What you should do.
From the first entry to the last, copy each one exactly.

Data items
-- Opening Marker --

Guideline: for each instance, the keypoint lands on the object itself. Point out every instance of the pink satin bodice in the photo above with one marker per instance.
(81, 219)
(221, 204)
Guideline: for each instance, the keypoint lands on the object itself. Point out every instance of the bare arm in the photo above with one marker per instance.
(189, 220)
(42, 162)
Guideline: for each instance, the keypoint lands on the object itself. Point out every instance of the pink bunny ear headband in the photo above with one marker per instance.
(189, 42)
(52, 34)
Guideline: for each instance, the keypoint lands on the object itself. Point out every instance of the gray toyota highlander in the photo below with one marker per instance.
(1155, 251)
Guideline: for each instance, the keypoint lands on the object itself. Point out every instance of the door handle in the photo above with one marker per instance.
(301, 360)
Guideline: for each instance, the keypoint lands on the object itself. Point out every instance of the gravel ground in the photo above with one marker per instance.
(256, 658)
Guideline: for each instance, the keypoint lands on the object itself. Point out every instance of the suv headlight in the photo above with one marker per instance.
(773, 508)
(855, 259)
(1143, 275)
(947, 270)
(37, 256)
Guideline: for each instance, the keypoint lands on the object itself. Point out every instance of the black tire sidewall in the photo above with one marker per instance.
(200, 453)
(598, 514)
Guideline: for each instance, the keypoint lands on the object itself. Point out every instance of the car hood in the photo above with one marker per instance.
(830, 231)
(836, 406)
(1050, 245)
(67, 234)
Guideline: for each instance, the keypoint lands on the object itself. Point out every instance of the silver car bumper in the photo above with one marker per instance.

-- Closing Marker --

Answer to the exercise.
Guideline: for each instance, the keypoint lands on the object itself. Point out every instance of the pink satin bodice in the photo above with one marker per instance.
(81, 219)
(221, 204)
Guideline: for each instance, the keypoint lands on the object itself. Point out every instance of the bare arm in the photo above with one marker per instance.
(189, 220)
(42, 162)
Guideline: for each instance, the keypoint lands on the object itself. Point out every instance of the pink bunny ear headband in the photo above with one marker per instance.
(189, 42)
(52, 34)
Guideline: for each instance, the keypoint lands on the object itself. Point out every instance of the gray toyota highlander in the photo below with one marker per instance.
(1155, 251)
Guideline: for each instance, the keypoint lands on the object itself. Point out every instance of the door handle in the photo above with one marker per instance.
(301, 360)
Guideline: for each instance, the keypoint lands on the object itself. Point out every instance of the gravel ground in the photo above with one marker per instance.
(256, 658)
Guideline: for each instance, the keypoint lands on the object itself. Point out every instance of the suv headlight in the photo above with one marker per instance.
(773, 508)
(855, 259)
(1143, 275)
(947, 270)
(37, 256)
Guideline: for each instance, the keypoint lands on the object itself. Point out every instance of the black tire sidewall in the photo above with one marker per instance.
(200, 453)
(598, 514)
Guideline: for each instance, the keypoint lands on the object itself. Point out every instance of the car hood in the photo above with one marker per instance.
(830, 231)
(836, 406)
(1050, 245)
(67, 234)
Guideline: for each instance, the keypoint lands on the object itself. Point out every instance of the silver car bumper in the photo above with one marker per instance.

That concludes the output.